§ **DATA FOR THIS EXERCISE**:
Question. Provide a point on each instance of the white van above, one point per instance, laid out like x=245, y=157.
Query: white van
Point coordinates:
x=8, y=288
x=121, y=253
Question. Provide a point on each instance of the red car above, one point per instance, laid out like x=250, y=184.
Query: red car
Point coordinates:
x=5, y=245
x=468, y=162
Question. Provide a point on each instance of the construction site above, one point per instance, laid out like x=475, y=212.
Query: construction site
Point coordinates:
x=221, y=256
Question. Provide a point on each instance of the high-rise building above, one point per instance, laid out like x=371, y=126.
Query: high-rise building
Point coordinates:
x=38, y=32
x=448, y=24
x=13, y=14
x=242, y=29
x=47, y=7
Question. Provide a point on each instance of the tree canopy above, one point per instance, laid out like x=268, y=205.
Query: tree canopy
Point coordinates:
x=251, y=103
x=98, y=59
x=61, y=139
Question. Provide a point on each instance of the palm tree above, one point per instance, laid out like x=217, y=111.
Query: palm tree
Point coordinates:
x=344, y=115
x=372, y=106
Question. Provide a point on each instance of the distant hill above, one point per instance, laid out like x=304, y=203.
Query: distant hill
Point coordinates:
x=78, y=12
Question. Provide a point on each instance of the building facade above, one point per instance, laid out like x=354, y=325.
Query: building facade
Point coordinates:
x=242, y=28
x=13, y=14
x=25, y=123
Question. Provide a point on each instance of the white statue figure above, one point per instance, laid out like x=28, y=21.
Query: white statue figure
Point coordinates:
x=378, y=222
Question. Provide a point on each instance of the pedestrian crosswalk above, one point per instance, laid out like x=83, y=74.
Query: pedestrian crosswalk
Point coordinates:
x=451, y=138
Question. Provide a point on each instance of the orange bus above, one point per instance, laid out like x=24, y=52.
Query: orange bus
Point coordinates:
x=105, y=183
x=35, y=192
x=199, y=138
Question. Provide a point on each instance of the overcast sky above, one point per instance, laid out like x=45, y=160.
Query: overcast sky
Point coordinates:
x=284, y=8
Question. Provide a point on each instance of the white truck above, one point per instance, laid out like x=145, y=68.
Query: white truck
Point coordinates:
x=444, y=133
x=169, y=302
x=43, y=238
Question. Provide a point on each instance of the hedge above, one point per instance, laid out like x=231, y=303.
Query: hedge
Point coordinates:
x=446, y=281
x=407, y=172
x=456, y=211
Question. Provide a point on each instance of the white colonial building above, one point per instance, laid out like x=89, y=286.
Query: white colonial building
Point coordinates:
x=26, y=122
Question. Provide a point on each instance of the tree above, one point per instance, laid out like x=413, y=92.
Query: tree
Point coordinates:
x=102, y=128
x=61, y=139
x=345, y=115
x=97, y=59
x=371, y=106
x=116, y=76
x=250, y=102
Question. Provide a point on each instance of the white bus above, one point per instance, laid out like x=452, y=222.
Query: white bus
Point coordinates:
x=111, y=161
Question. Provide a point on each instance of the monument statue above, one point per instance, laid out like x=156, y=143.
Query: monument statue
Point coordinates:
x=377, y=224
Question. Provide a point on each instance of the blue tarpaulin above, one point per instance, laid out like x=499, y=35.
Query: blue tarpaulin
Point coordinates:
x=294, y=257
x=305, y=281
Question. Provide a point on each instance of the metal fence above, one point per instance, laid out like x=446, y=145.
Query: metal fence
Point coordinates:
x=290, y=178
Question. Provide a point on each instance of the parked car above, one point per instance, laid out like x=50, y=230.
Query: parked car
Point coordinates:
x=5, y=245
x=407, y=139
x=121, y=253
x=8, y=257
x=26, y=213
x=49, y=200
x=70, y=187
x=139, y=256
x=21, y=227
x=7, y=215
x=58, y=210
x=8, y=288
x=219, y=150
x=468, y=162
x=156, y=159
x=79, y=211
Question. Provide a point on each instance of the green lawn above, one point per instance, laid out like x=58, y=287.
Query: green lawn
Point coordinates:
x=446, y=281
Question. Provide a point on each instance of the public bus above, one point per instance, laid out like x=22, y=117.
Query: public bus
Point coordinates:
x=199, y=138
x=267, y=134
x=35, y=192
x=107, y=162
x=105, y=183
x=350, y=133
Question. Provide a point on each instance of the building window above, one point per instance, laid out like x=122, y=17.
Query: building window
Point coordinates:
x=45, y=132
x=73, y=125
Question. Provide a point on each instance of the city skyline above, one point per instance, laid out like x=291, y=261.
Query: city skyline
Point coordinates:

§ **SHORT TASK**: Can you rewrite every line of the entries above as a JSON list of strings, one string per line, with any blank lines omitted?

§ **FINISHED EXERCISE**:
[
  "Question. Provide a point on each instance of the white van above, one point per instance, laid out like x=245, y=157.",
  "Query: white van",
  "Point coordinates:",
  "x=8, y=288",
  "x=121, y=253",
  "Question. Provide a point on each instance of the red car above, one point per instance, laid out like x=250, y=184.",
  "Query: red car",
  "Point coordinates:",
  "x=5, y=245",
  "x=468, y=162",
  "Question. Provide a point on each instance of the construction site above, one point per instance, laid out like x=475, y=212.",
  "Query: construction site",
  "Point coordinates:",
  "x=221, y=256",
  "Question. Provide a point on each instance of the high-rise building above, one point per instance, laid out like x=371, y=126.",
  "Query: high-rise building",
  "Point coordinates:",
  "x=38, y=32",
  "x=448, y=24",
  "x=13, y=14",
  "x=242, y=29",
  "x=47, y=7",
  "Question. Provide a point on each instance of the tree canopy above, one point per instance, laid out like x=268, y=205.",
  "Query: tree canopy",
  "Point coordinates:",
  "x=251, y=103",
  "x=98, y=59",
  "x=61, y=139",
  "Question. Provide a point on each instance of the palm tree above, one point per instance, laid out like x=217, y=111.",
  "Query: palm tree",
  "Point coordinates:",
  "x=344, y=115",
  "x=372, y=106",
  "Question. Provide a point on each instance of the distant hill above, one point per instance, laid out like x=304, y=203.",
  "Query: distant hill",
  "Point coordinates:",
  "x=78, y=12",
  "Question. Provide a point on each instance of the building facade above, one point per instance, laid out like x=354, y=325.",
  "Query: building facade",
  "Point coordinates:",
  "x=242, y=28",
  "x=13, y=14",
  "x=25, y=123",
  "Question. Provide a point on each instance of the white statue figure above, one point per instance, laid out like x=28, y=21.",
  "Query: white statue figure",
  "Point coordinates:",
  "x=378, y=222",
  "Question. Provide a point on each instance of the pedestrian crosswalk above, one point per instance, laid out like x=83, y=74.",
  "Query: pedestrian crosswalk",
  "Point coordinates:",
  "x=451, y=138",
  "Question. Provide a point on each instance of the orange bus above, one point per instance, laid out like x=24, y=52.",
  "Query: orange bus",
  "Point coordinates:",
  "x=105, y=183",
  "x=35, y=192",
  "x=199, y=138",
  "Question. Provide a point on each instance of the overcast sky above, one point per instance, laid out like x=45, y=160.",
  "Query: overcast sky",
  "Point coordinates:",
  "x=284, y=8",
  "Question. Provide a point on each instance of the white truck above, one point per instance, laid out like x=145, y=68.",
  "Query: white truck",
  "Point coordinates:",
  "x=444, y=133",
  "x=169, y=302",
  "x=43, y=238",
  "Question. Provide a point on each instance of the hedge above, one point per instance, laid out like x=231, y=303.",
  "Query: hedge",
  "Point coordinates:",
  "x=446, y=281",
  "x=407, y=172",
  "x=456, y=211",
  "Question. Provide a point on each instance of the white colonial building above, one point per instance, laid out like x=89, y=286.",
  "Query: white colonial building",
  "Point coordinates:",
  "x=26, y=122",
  "Question. Provide a point on each instance of the tree above, one point per instance, laid out like x=413, y=92.",
  "Query: tree",
  "Point coordinates:",
  "x=102, y=128",
  "x=61, y=139",
  "x=345, y=115",
  "x=97, y=59",
  "x=371, y=106",
  "x=116, y=76",
  "x=250, y=102",
  "Question. Provide a point on each instance of the white bus above, one point per instance, laid out like x=452, y=222.",
  "Query: white bus",
  "Point coordinates:",
  "x=111, y=161",
  "Question. Provide a point on each instance of the monument statue above, one point per instance, laid out like x=156, y=143.",
  "Query: monument statue",
  "Point coordinates:",
  "x=377, y=224",
  "Question. Provide a point on each instance of the blue tarpaulin above, one point per instance, laid out like x=499, y=35.",
  "Query: blue tarpaulin",
  "Point coordinates:",
  "x=294, y=257",
  "x=305, y=281",
  "Question. Provide a point on each instance of the metal fence above, one point per instance, laid out like x=446, y=145.",
  "Query: metal fence",
  "Point coordinates:",
  "x=290, y=178",
  "Question. Provide a point on each instance of the parked car above, one point per instance, laid out like x=50, y=230.",
  "Query: parked car",
  "Point coordinates:",
  "x=5, y=245",
  "x=407, y=139",
  "x=121, y=253",
  "x=8, y=257",
  "x=26, y=213",
  "x=49, y=200",
  "x=70, y=187",
  "x=139, y=256",
  "x=21, y=227",
  "x=7, y=215",
  "x=58, y=210",
  "x=8, y=288",
  "x=219, y=150",
  "x=468, y=162",
  "x=156, y=159",
  "x=79, y=211",
  "Question. Provide a point on each instance of the green lawn above, one point per instance, laid out like x=58, y=287.",
  "Query: green lawn",
  "Point coordinates:",
  "x=446, y=281",
  "Question. Provide a point on each instance of the public bus above, one point per instance, laid out like x=22, y=117.",
  "Query: public bus",
  "Point coordinates:",
  "x=199, y=138",
  "x=267, y=134",
  "x=35, y=192",
  "x=107, y=162",
  "x=105, y=183",
  "x=350, y=133",
  "Question. Provide a point on each instance of the building window above, one point per instance, laid out like x=122, y=17.",
  "Query: building window",
  "Point coordinates:",
  "x=45, y=132",
  "x=73, y=125",
  "Question. Provide a point on each instance of the city skyline above, one point per instance, laid out like x=291, y=261.",
  "Query: city skyline",
  "Point coordinates:"
]